* [Task item]
Would you write out the records below exactly as given?
(Beginning of Input data)
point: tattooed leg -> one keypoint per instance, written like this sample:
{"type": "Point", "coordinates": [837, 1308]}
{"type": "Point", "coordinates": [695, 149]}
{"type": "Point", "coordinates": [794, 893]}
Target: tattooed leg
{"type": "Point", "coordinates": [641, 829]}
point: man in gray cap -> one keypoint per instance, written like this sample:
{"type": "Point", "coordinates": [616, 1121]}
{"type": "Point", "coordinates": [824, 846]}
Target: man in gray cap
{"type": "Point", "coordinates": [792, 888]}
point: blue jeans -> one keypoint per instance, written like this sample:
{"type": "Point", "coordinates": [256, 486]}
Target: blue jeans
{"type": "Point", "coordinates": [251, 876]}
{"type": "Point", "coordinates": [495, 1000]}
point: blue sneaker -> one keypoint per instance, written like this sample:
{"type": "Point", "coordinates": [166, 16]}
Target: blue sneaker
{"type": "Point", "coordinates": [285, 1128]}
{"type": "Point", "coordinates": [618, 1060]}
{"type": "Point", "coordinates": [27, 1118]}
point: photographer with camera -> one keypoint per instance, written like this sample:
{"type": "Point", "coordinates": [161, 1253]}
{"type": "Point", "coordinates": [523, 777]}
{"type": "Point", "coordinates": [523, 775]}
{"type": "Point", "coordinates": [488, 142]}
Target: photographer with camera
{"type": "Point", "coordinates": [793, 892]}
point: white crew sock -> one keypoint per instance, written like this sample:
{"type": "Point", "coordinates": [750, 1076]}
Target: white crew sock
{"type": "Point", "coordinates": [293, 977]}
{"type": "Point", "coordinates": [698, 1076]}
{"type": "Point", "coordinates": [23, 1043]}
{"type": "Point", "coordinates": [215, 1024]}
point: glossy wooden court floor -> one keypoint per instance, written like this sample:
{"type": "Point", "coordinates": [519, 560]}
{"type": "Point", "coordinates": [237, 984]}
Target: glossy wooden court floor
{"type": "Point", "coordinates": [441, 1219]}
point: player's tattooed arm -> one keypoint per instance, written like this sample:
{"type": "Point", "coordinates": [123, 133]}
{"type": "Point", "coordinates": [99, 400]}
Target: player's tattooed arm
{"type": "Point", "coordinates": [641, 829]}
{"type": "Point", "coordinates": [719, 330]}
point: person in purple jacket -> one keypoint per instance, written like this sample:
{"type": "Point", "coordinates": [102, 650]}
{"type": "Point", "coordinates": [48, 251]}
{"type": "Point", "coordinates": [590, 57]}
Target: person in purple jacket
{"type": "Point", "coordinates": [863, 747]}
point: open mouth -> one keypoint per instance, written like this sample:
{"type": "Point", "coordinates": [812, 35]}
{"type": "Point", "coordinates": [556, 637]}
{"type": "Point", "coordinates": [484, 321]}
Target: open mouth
(End of Input data)
* [Exercise answer]
point: tattooed leg -> one keypoint per instance, written like this sample:
{"type": "Point", "coordinates": [837, 1308]}
{"type": "Point", "coordinates": [695, 149]}
{"type": "Point", "coordinates": [794, 893]}
Target: tattooed leg
{"type": "Point", "coordinates": [641, 829]}
point: man in gray cap -> one keypoint per instance, written like this sample:
{"type": "Point", "coordinates": [616, 1121]}
{"type": "Point", "coordinates": [824, 846]}
Target: man in gray cap
{"type": "Point", "coordinates": [792, 888]}
point: blue jeans -> one keypoint per instance, written like this sample:
{"type": "Point", "coordinates": [256, 486]}
Target: blue jeans
{"type": "Point", "coordinates": [251, 876]}
{"type": "Point", "coordinates": [495, 1000]}
point: blue sneaker -> one keypoint per instance, written like this sample:
{"type": "Point", "coordinates": [166, 16]}
Target: blue sneaker
{"type": "Point", "coordinates": [285, 1128]}
{"type": "Point", "coordinates": [618, 1060]}
{"type": "Point", "coordinates": [27, 1118]}
point: photographer with camera -> one keypoint per instance, written like this sample:
{"type": "Point", "coordinates": [161, 1253]}
{"type": "Point", "coordinates": [523, 777]}
{"type": "Point", "coordinates": [523, 775]}
{"type": "Point", "coordinates": [488, 142]}
Target: photographer with camera
{"type": "Point", "coordinates": [793, 892]}
point: white crew sock -> one keypoint per instance, written like this sample:
{"type": "Point", "coordinates": [750, 1076]}
Target: white crew sock
{"type": "Point", "coordinates": [293, 977]}
{"type": "Point", "coordinates": [698, 1076]}
{"type": "Point", "coordinates": [23, 1043]}
{"type": "Point", "coordinates": [215, 1024]}
point: glossy wooden court floor -> one keypoint per instance, written like this sample:
{"type": "Point", "coordinates": [519, 560]}
{"type": "Point", "coordinates": [237, 984]}
Target: glossy wooden court floor
{"type": "Point", "coordinates": [441, 1219]}
point: player's tattooed arm -> one keypoint per instance, written like this sample:
{"type": "Point", "coordinates": [123, 133]}
{"type": "Point", "coordinates": [99, 400]}
Target: player's tattooed arm
{"type": "Point", "coordinates": [641, 829]}
{"type": "Point", "coordinates": [719, 330]}
point: person in purple jacket -> one keypoint per instance, written like this sample:
{"type": "Point", "coordinates": [102, 650]}
{"type": "Point", "coordinates": [48, 251]}
{"type": "Point", "coordinates": [590, 57]}
Target: person in purple jacket
{"type": "Point", "coordinates": [863, 747]}
point: open mouth -> one keypoint per instance, written like this sample:
{"type": "Point", "coordinates": [812, 35]}
{"type": "Point", "coordinates": [556, 637]}
{"type": "Point", "coordinates": [484, 321]}
Target: open mouth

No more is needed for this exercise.